━━━━━ EXTRACTED MATERIAL

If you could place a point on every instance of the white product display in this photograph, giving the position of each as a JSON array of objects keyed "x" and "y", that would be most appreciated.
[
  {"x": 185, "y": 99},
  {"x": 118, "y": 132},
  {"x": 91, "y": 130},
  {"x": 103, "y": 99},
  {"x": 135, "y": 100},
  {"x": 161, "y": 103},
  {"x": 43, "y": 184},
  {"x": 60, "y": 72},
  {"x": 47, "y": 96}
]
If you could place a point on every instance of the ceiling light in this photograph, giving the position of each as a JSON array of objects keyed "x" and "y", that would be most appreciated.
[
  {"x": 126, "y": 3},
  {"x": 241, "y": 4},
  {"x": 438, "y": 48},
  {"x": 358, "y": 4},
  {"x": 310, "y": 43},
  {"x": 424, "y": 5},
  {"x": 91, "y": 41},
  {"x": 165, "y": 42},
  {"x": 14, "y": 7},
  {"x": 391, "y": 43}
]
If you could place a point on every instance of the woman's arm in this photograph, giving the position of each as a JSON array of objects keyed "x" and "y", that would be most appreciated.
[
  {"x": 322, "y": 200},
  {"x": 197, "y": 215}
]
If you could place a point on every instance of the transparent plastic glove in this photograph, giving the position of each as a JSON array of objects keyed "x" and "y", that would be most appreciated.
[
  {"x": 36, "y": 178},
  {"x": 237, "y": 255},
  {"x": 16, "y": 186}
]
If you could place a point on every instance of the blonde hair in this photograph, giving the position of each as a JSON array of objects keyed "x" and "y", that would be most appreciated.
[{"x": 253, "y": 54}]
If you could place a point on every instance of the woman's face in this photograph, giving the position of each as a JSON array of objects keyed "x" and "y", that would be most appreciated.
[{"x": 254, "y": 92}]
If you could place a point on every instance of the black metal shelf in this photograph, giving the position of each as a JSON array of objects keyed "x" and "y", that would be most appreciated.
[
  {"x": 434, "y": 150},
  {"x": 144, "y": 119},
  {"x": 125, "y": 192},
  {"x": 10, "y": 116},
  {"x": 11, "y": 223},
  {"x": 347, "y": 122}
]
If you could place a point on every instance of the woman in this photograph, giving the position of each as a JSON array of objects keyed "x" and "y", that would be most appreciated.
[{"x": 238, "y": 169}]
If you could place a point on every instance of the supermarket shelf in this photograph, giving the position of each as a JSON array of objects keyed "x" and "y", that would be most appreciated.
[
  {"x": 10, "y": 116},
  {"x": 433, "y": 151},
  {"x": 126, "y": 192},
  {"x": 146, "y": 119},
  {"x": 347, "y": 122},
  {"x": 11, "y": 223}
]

━━━━━━━━━━

> AIM
Convert the records, starting with the line that contains "of the black" and continuing through the end of the records, into a JSON list of strings with one string per line and no blank lines.

> TASK RESPONSE
[
  "If you could place a point on every instance of the black metal shelf in this photograph, giving the position of each as a JSON array of objects keyed \"x\" and \"y\", that would be most appreciated.",
  "[",
  "  {\"x\": 434, \"y\": 150},",
  "  {\"x\": 144, \"y\": 119},",
  "  {\"x\": 125, \"y\": 192},",
  "  {\"x\": 10, \"y\": 116},",
  "  {\"x\": 11, \"y\": 223},",
  "  {\"x\": 347, \"y\": 122}",
  "]",
  "If you could place a point on every instance of the woman in this photograph, giving the position of each as a JSON array of objects keyed \"x\" and \"y\", that would be most appreciated.",
  "[{\"x\": 238, \"y\": 169}]",
  "If you could place a point on every instance of the supermarket shelf in this photograph, giving the position of each as a JSON array of objects keyed \"x\" and \"y\", that would be most appreciated.",
  "[",
  "  {\"x\": 10, \"y\": 116},",
  "  {\"x\": 433, \"y\": 151},",
  "  {\"x\": 126, \"y\": 192},",
  "  {\"x\": 146, \"y\": 119},",
  "  {\"x\": 347, \"y\": 122},",
  "  {\"x\": 11, \"y\": 223}",
  "]"
]